=== Section Start ===

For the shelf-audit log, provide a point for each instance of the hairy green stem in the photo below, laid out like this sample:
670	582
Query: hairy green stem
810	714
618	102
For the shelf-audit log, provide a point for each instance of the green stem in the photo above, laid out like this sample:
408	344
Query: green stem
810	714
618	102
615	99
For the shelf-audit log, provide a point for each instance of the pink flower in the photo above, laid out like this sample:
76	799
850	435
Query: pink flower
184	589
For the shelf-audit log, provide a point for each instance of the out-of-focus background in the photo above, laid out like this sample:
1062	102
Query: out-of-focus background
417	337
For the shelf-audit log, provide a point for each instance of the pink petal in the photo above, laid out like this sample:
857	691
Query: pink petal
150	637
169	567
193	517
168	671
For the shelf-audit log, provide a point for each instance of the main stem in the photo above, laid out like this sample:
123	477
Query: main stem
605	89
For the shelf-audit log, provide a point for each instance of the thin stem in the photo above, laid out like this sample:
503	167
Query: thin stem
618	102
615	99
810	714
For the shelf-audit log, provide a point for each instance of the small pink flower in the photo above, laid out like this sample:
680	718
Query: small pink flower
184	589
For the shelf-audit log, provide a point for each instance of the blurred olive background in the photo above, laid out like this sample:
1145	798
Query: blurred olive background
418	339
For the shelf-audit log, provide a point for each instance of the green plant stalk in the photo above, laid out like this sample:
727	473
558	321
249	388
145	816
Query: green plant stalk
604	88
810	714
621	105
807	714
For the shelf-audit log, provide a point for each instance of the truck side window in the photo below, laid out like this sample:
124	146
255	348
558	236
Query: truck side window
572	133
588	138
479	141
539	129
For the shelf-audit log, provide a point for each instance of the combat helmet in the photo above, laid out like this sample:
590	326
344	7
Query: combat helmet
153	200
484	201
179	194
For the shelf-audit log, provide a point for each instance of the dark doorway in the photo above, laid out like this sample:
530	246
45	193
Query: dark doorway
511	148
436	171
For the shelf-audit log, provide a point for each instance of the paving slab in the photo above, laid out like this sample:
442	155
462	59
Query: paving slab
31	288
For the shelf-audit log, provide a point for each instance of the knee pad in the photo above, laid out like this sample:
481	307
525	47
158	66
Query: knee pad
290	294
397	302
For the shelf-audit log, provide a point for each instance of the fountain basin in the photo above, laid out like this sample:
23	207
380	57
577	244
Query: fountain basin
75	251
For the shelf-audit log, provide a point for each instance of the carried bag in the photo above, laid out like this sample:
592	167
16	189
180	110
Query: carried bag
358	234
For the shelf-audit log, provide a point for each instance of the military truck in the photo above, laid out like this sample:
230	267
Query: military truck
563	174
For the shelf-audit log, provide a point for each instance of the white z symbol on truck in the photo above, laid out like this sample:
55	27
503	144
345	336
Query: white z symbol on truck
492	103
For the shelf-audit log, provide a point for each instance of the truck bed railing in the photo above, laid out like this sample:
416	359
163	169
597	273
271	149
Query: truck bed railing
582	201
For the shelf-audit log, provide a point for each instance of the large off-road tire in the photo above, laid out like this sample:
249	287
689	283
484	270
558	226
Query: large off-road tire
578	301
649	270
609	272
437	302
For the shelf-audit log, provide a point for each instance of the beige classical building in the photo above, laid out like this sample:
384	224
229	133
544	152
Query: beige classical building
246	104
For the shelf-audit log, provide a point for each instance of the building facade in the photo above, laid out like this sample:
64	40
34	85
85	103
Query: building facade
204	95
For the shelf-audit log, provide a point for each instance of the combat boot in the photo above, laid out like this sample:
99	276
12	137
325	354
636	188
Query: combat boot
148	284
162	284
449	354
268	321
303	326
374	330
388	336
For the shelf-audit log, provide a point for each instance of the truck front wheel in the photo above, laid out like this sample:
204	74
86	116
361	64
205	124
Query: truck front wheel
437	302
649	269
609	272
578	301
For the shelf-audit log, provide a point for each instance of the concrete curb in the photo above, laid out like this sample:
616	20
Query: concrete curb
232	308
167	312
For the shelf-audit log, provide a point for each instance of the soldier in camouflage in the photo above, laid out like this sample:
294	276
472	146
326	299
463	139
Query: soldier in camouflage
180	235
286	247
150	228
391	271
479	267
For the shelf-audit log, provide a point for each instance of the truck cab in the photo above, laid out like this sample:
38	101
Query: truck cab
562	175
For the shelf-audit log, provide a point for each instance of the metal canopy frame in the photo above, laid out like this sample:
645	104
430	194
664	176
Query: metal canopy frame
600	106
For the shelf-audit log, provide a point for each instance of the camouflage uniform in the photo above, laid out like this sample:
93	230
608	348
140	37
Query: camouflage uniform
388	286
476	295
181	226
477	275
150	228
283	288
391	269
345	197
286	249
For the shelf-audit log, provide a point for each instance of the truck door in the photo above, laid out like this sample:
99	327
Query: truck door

=== Section End ===

Directions:
Where a line above holds the word "below", copy it.

Finished task:
For the shelf-audit log, provide a point for each instance of the hairy green stem in the photo below, laid out like this sample:
For the shelf-audit log, provide a point for each instance of the truck side window in the photo below, laid out like this sample:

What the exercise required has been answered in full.